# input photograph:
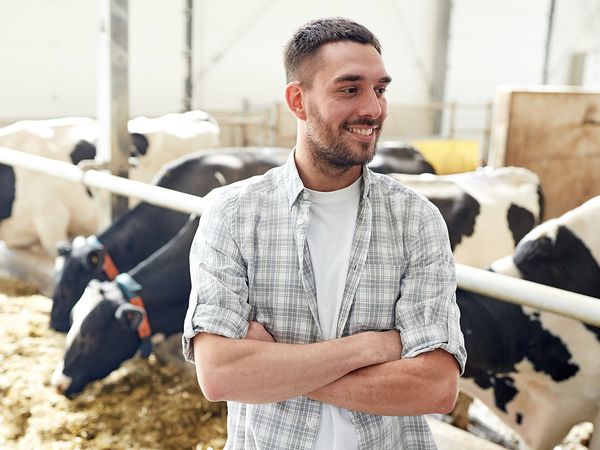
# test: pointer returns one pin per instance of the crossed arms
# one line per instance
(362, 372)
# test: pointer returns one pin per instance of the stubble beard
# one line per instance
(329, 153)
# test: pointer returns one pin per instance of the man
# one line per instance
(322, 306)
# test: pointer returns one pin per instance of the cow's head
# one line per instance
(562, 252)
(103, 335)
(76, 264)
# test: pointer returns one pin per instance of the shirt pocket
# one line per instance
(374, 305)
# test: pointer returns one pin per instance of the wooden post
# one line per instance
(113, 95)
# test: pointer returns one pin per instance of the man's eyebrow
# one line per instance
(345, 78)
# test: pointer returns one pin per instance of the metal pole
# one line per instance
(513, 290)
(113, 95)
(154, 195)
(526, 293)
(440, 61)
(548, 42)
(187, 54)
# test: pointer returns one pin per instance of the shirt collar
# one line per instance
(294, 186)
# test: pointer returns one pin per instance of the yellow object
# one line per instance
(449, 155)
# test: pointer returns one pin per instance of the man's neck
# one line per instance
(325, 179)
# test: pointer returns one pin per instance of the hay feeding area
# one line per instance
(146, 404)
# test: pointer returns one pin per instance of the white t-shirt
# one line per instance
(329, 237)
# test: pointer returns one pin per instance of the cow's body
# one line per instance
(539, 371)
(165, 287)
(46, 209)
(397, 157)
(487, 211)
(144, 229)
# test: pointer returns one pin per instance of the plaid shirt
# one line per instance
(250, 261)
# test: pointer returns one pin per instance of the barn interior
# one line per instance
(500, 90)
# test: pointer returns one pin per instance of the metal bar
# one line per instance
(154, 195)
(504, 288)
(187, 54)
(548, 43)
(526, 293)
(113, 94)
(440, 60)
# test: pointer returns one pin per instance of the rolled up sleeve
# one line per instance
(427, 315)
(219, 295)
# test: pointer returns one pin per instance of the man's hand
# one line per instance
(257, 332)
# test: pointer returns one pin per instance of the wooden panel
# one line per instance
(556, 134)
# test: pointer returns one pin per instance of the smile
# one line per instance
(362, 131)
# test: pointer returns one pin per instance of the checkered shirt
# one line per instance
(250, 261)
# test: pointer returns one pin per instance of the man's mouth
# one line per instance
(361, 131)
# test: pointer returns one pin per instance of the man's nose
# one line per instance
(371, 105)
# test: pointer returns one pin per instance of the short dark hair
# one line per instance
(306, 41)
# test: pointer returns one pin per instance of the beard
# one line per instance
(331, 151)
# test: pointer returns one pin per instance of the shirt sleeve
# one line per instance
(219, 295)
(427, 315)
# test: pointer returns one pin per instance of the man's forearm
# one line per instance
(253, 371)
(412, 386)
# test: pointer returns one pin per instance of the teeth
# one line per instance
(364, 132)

---

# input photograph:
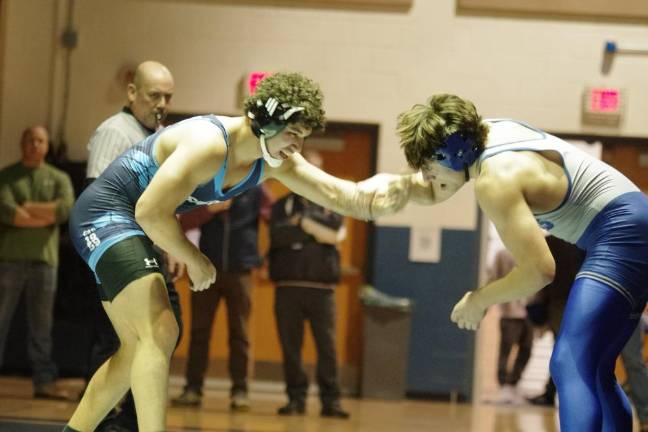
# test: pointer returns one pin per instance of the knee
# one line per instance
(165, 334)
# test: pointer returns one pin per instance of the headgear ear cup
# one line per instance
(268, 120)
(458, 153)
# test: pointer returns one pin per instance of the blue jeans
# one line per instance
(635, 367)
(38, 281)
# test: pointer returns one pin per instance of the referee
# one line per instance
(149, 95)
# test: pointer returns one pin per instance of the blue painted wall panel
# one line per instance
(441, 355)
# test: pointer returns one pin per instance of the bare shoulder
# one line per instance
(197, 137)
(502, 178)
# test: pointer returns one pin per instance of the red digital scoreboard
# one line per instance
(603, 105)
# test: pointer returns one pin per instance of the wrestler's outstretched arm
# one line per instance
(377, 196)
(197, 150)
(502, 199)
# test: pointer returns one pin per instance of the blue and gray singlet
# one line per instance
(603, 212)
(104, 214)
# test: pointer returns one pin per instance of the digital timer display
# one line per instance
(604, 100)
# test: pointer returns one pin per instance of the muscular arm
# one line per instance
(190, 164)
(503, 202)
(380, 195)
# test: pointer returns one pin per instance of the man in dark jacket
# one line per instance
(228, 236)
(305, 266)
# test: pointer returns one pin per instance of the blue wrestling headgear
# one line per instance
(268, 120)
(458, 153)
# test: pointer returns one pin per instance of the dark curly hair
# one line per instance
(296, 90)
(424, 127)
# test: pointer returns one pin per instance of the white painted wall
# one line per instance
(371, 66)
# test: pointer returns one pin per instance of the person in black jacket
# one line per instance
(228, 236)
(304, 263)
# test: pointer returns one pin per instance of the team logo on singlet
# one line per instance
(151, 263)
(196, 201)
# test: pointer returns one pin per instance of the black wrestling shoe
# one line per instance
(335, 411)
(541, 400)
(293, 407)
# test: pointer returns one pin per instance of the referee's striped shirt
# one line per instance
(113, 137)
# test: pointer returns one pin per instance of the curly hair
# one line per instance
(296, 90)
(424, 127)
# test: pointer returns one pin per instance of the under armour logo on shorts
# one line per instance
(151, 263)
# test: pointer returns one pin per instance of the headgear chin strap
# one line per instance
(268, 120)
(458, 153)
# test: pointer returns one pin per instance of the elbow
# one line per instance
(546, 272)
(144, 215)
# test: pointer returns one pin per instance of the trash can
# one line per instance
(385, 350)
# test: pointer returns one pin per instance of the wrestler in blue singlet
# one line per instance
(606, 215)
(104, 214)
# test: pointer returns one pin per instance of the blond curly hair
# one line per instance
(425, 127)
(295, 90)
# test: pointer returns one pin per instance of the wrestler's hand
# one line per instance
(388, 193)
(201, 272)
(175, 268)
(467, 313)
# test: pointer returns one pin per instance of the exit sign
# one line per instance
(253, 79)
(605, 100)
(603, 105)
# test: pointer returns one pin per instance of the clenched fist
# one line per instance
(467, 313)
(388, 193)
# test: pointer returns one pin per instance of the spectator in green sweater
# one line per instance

* * *

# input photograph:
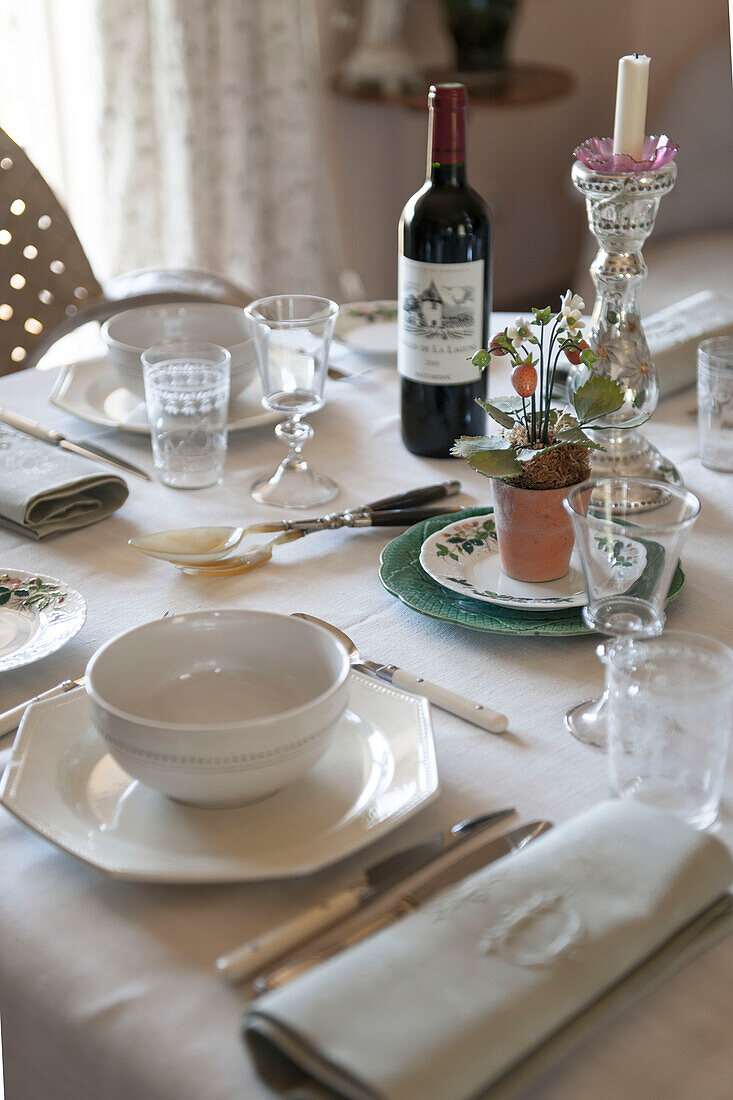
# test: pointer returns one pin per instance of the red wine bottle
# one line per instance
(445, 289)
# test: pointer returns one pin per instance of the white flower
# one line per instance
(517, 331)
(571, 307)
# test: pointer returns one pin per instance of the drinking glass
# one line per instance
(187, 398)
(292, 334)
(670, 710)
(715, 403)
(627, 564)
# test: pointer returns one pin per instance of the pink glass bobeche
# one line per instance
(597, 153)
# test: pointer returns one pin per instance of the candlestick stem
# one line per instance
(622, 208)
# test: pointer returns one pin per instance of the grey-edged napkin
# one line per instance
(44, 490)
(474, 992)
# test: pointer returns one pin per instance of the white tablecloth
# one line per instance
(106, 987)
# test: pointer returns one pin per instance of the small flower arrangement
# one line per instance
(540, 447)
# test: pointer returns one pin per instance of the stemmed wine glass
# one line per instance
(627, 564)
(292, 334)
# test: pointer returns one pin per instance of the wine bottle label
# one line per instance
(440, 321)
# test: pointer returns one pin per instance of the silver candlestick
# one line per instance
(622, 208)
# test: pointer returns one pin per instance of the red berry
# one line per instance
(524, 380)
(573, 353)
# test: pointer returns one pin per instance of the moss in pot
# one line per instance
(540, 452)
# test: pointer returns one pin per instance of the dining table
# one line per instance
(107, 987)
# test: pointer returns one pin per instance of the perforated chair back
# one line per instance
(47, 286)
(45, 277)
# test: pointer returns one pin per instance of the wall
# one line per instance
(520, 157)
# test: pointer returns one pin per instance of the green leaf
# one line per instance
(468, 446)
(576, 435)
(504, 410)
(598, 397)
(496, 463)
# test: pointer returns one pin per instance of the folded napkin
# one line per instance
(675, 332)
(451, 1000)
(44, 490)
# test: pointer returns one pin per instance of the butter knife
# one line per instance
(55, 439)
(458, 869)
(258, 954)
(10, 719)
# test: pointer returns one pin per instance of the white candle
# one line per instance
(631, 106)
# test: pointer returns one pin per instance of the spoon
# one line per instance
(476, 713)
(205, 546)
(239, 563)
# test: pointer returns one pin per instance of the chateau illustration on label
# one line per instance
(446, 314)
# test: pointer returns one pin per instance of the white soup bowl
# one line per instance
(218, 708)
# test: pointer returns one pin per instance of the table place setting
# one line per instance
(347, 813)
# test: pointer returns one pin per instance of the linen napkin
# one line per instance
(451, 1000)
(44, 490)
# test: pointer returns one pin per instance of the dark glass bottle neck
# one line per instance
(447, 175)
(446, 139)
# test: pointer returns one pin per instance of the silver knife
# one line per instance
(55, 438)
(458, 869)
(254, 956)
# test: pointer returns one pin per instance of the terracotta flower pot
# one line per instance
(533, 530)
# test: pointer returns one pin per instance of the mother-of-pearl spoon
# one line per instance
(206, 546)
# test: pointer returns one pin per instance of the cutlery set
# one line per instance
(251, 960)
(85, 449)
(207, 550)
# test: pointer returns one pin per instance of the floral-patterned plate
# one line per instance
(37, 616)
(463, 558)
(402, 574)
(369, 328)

--- INSTRUCTION ---
Please pull out each line from the records above that contains the string "wrestling".

--- SOLUTION FOR THIS TASK ---
# test: pointer returns one pin per instance of the blue wrestling headgear
# test: pointer returns one pin per instance of the black wrestling shoe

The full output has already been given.